Set down the entries exactly as they appear, apart from the images, which stay out.
*** DATA PROVIDED Section Begins ***
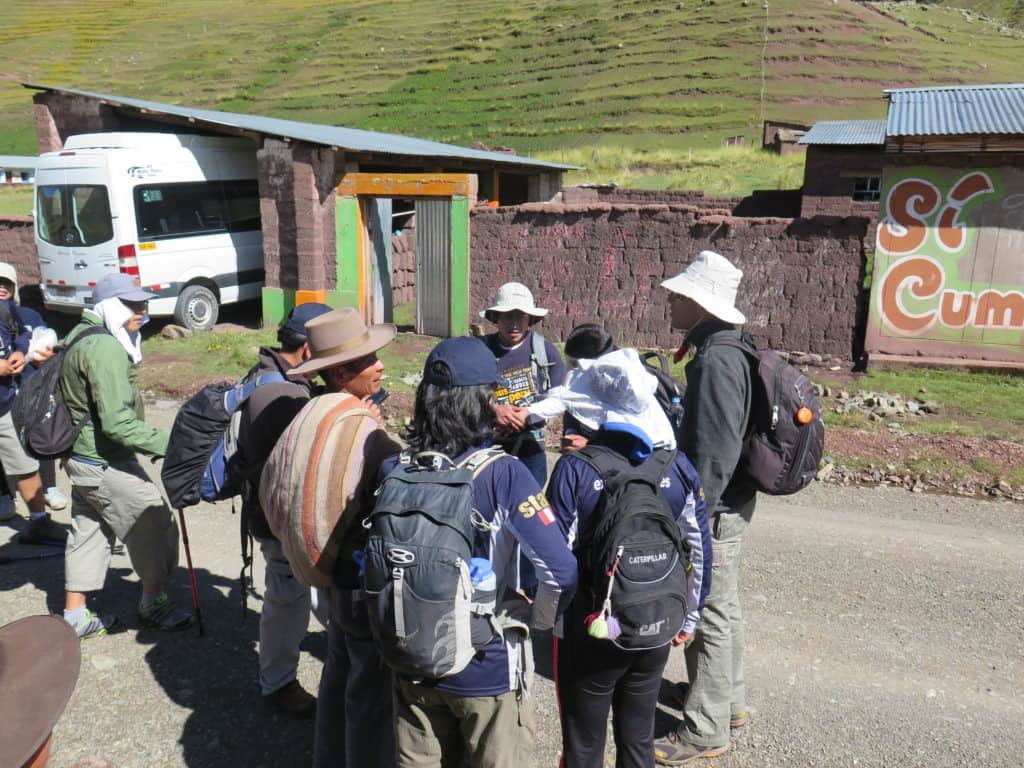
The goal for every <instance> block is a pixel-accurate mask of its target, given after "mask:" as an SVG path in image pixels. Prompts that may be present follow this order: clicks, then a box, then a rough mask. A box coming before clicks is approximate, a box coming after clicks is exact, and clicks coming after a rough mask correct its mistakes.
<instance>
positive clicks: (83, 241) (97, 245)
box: [36, 184, 114, 248]
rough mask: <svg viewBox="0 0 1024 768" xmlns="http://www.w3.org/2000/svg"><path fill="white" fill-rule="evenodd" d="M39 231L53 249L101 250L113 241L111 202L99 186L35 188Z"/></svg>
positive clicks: (40, 186)
mask: <svg viewBox="0 0 1024 768" xmlns="http://www.w3.org/2000/svg"><path fill="white" fill-rule="evenodd" d="M36 210H37V212H38V216H37V221H36V229H37V231H38V232H39V237H40V239H41V240H43V241H45V242H47V243H50V244H51V245H54V246H63V247H68V248H82V247H89V246H98V245H99V244H100V243H105V242H106V241H109V240H111V239H112V238H113V237H114V221H113V220H112V219H111V201H110V198H109V197H108V195H106V187H105V186H101V185H99V184H46V185H43V186H38V187H36Z"/></svg>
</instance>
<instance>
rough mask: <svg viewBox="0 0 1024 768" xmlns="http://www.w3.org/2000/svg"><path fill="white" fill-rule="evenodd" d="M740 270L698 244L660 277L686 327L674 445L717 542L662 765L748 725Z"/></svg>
mask: <svg viewBox="0 0 1024 768" xmlns="http://www.w3.org/2000/svg"><path fill="white" fill-rule="evenodd" d="M742 276H743V273H742V271H741V270H739V269H737V268H736V267H735V266H733V264H732V263H731V262H730V261H729V260H728V259H727V258H725V257H724V256H722V255H721V254H718V253H715V252H714V251H701V252H700V253H699V254H697V256H696V258H694V259H693V261H692V262H691V263H690V265H689V266H688V267H687V268H686V269H685V270H684V271H683V272H681V273H680V274H677V275H676V276H674V278H671V279H669V280H667V281H665V282H664V283H663V284H662V287H663V288H666V289H668V290H669V291H670V292H671V299H670V302H671V304H670V306H671V312H672V326H673V328H674V329H676V330H677V331H681V332H682V333H683V335H684V341H683V344H682V346H681V347H680V350H679V352H677V359H679V358H681V357H682V356H683V355H684V354H685V353H686V352H688V351H689V350H692V351H693V352H694V354H693V358H692V359H691V360H690V361H689V362H688V364H687V366H686V394H685V396H684V399H683V410H684V413H685V414H686V417H685V419H684V421H683V426H682V429H681V430H680V440H679V442H680V449H681V450H682V451H683V452H684V453H685V454H686V456H687V457H688V458H689V460H690V461H691V462H692V463H693V466H694V467H695V468H696V470H697V474H698V475H699V476H700V484H701V486H702V487H703V493H705V498H706V501H707V504H708V515H709V517H710V522H711V529H712V537H713V542H714V560H715V563H714V569H715V570H714V579H713V580H712V585H711V592H710V594H709V595H708V601H707V608H706V610H705V612H703V620H702V621H701V623H700V624H699V625H698V626H697V630H696V633H695V634H694V636H693V641H692V642H691V643H690V644H689V645H687V647H686V666H687V669H689V670H691V671H692V672H691V677H690V681H689V685H688V686H687V687H685V688H684V689H683V691H682V698H683V722H682V723H681V724H680V725H679V727H678V728H677V729H676V730H675V731H671V732H670V733H669V734H668V735H667V736H665V737H664V738H659V739H657V741H655V742H654V760H655V761H656V762H657V763H659V764H660V765H691V764H695V763H702V762H703V760H705V759H707V758H716V757H719V756H721V755H723V754H725V753H726V752H728V750H729V734H730V731H731V730H734V729H736V728H740V727H742V726H743V725H745V723H746V701H745V688H744V686H743V617H742V614H741V612H740V608H739V592H738V578H739V560H740V554H741V544H742V538H743V534H744V532H745V531H746V527H748V526H749V525H750V522H751V517H752V516H753V515H754V506H755V502H756V492H755V489H754V487H753V486H752V484H751V482H750V480H748V479H746V477H745V476H744V473H743V472H736V468H737V466H738V464H739V458H740V454H741V451H742V446H743V438H744V437H745V435H746V430H748V425H749V424H750V419H751V401H752V397H753V386H752V378H751V367H750V364H749V362H748V360H746V355H745V353H744V352H743V351H742V349H740V348H737V347H736V346H733V345H730V342H732V343H735V342H737V341H738V340H739V338H740V331H739V329H738V328H737V326H739V325H741V324H743V323H745V321H746V318H745V317H744V316H743V313H742V312H741V311H740V310H739V309H737V308H736V296H737V293H738V291H739V282H740V279H741V278H742Z"/></svg>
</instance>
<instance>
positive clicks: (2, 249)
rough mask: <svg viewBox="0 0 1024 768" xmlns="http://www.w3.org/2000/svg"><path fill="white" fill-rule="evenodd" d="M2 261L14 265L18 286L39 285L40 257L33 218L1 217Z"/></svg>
mask: <svg viewBox="0 0 1024 768" xmlns="http://www.w3.org/2000/svg"><path fill="white" fill-rule="evenodd" d="M0 261H6V262H8V263H10V264H13V265H14V268H15V269H17V284H18V286H34V285H38V284H39V255H38V253H37V252H36V240H35V234H34V232H33V228H32V216H0Z"/></svg>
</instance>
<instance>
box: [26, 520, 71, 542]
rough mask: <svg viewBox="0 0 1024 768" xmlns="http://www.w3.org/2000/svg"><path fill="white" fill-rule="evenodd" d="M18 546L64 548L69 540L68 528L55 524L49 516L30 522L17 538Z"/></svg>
mask: <svg viewBox="0 0 1024 768" xmlns="http://www.w3.org/2000/svg"><path fill="white" fill-rule="evenodd" d="M16 539H17V543H18V544H32V545H37V546H41V547H62V546H65V541H66V540H67V539H68V528H66V527H65V526H63V525H58V524H57V523H55V522H53V518H52V517H50V516H49V515H46V516H45V517H37V518H36V519H35V520H29V524H28V525H27V526H26V527H25V529H24V530H22V532H19V534H18V535H17V537H16Z"/></svg>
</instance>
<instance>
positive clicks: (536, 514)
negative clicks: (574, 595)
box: [498, 461, 578, 630]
*** DATA PROVIDED Section Ends ***
_ANSWER AREA_.
The goal for every <instance> block is a pixel-accurate mask of its target, given after "mask:" as an SVG path in image pixels. Prompts that may be present follow this order: clicks, then a box, then a rough mask. A box coming before clicks is approximate, a box coming after clicks is exact, and clicks coming after a rough mask correct its mistakes.
<instance>
positive clicks: (83, 241) (97, 245)
box: [36, 184, 114, 248]
rough mask: <svg viewBox="0 0 1024 768" xmlns="http://www.w3.org/2000/svg"><path fill="white" fill-rule="evenodd" d="M39 231L53 249L101 250L113 241L111 202L99 186L35 188Z"/></svg>
positive clicks: (40, 186)
mask: <svg viewBox="0 0 1024 768" xmlns="http://www.w3.org/2000/svg"><path fill="white" fill-rule="evenodd" d="M36 210H37V212H38V216H37V221H36V229H37V231H38V232H39V237H40V239H41V240H43V241H45V242H47V243H50V244H51V245H54V246H63V247H68V248H82V247H89V246H98V245H99V244H100V243H105V242H106V241H109V240H111V239H112V238H113V237H114V221H113V220H112V219H111V201H110V198H109V197H108V195H106V187H105V186H101V185H99V184H46V185H43V186H38V187H36Z"/></svg>
</instance>
<instance>
rough mask: <svg viewBox="0 0 1024 768" xmlns="http://www.w3.org/2000/svg"><path fill="white" fill-rule="evenodd" d="M740 270L698 244L660 277L686 327L674 445L717 542L662 765L748 725Z"/></svg>
mask: <svg viewBox="0 0 1024 768" xmlns="http://www.w3.org/2000/svg"><path fill="white" fill-rule="evenodd" d="M742 276H743V273H742V271H741V270H739V269H737V268H736V267H735V266H733V264H732V263H731V262H730V261H729V260H728V259H727V258H725V257H724V256H722V255H721V254H718V253H715V252H714V251H701V252H700V253H699V254H697V256H696V258H694V259H693V261H692V262H691V263H690V265H689V266H688V267H687V268H686V269H685V270H684V271H683V272H681V273H680V274H677V275H676V276H674V278H671V279H669V280H667V281H665V282H664V283H663V284H662V287H663V288H666V289H668V290H669V291H670V292H671V299H670V302H671V304H670V306H671V312H672V326H673V328H674V329H676V330H677V331H681V332H682V333H683V335H684V341H683V344H682V346H681V347H680V350H679V352H677V359H679V358H681V357H682V356H683V355H684V354H685V353H686V352H688V351H689V350H692V351H693V352H694V354H693V358H692V359H691V360H690V361H689V362H688V364H687V366H686V394H685V396H684V399H683V410H684V413H685V414H686V417H685V419H684V421H683V426H682V429H681V430H680V440H679V442H680V449H681V450H682V451H683V452H684V453H685V454H686V456H687V457H688V458H689V460H690V461H691V462H692V463H693V466H694V467H695V468H696V470H697V474H698V475H699V476H700V484H701V486H702V487H703V493H705V498H706V501H707V504H708V515H709V517H710V522H711V529H712V537H713V542H714V560H715V563H714V569H715V570H714V579H713V580H712V585H711V592H710V594H709V595H708V601H707V608H706V610H705V612H703V620H702V621H701V623H700V624H699V625H698V626H697V630H696V633H695V634H694V636H693V641H692V642H691V643H690V644H689V645H687V647H686V666H687V669H689V670H691V671H692V672H691V677H690V681H689V685H688V686H687V687H685V688H684V689H683V691H682V698H683V722H682V723H681V724H680V725H679V727H678V728H677V729H676V730H675V731H671V732H670V733H669V734H668V735H667V736H665V737H664V738H659V739H657V741H655V742H654V760H655V761H656V762H657V763H659V764H660V765H691V764H695V763H702V762H703V760H705V759H707V758H716V757H719V756H721V755H723V754H725V753H726V752H728V750H729V734H730V731H731V730H734V729H736V728H740V727H742V726H743V725H745V723H746V701H745V688H744V686H743V617H742V614H741V612H740V608H739V592H738V578H739V560H740V554H741V544H742V538H743V534H744V532H745V531H746V527H748V526H749V525H750V522H751V517H752V516H753V515H754V506H755V502H756V492H755V489H754V487H753V486H752V484H751V482H750V480H748V479H746V477H745V476H744V473H743V472H736V468H737V466H738V464H739V458H740V454H741V451H742V446H743V438H744V437H745V435H746V430H748V425H749V424H750V419H751V401H752V397H753V386H752V378H751V367H750V364H749V362H748V360H746V355H745V353H744V352H743V351H742V349H740V348H737V347H736V346H733V345H730V342H732V343H735V342H737V341H738V340H739V338H740V331H739V329H738V328H737V326H739V325H741V324H743V323H745V321H746V318H745V317H744V316H743V313H742V312H741V311H740V310H739V309H737V308H736V296H737V293H738V291H739V282H740V279H741V278H742Z"/></svg>
</instance>
<instance>
positive clicks: (2, 249)
rough mask: <svg viewBox="0 0 1024 768" xmlns="http://www.w3.org/2000/svg"><path fill="white" fill-rule="evenodd" d="M2 261L14 265L18 286L39 285L40 257L33 218L1 217Z"/></svg>
mask: <svg viewBox="0 0 1024 768" xmlns="http://www.w3.org/2000/svg"><path fill="white" fill-rule="evenodd" d="M0 261H6V262H8V263H10V264H13V265H14V268H15V269H17V284H18V286H34V285H38V284H39V255H38V253H37V252H36V240H35V234H34V232H33V228H32V216H0Z"/></svg>
</instance>
<instance>
box: [26, 520, 71, 542]
rough mask: <svg viewBox="0 0 1024 768" xmlns="http://www.w3.org/2000/svg"><path fill="white" fill-rule="evenodd" d="M18 546L64 548L69 540L68 528L55 524L49 516L30 522L17 538Z"/></svg>
mask: <svg viewBox="0 0 1024 768" xmlns="http://www.w3.org/2000/svg"><path fill="white" fill-rule="evenodd" d="M16 539H17V543H18V544H32V545H37V546H41V547H62V546H65V541H66V540H67V539H68V528H66V527H65V526H63V525H58V524H57V523H55V522H53V518H52V517H50V516H49V515H46V516H45V517H37V518H36V519H35V520H29V524H28V525H27V526H26V527H25V529H24V530H22V532H19V534H18V535H17V537H16Z"/></svg>
</instance>
<instance>
positive clicks: (536, 514)
negative clicks: (574, 595)
box: [498, 461, 578, 630]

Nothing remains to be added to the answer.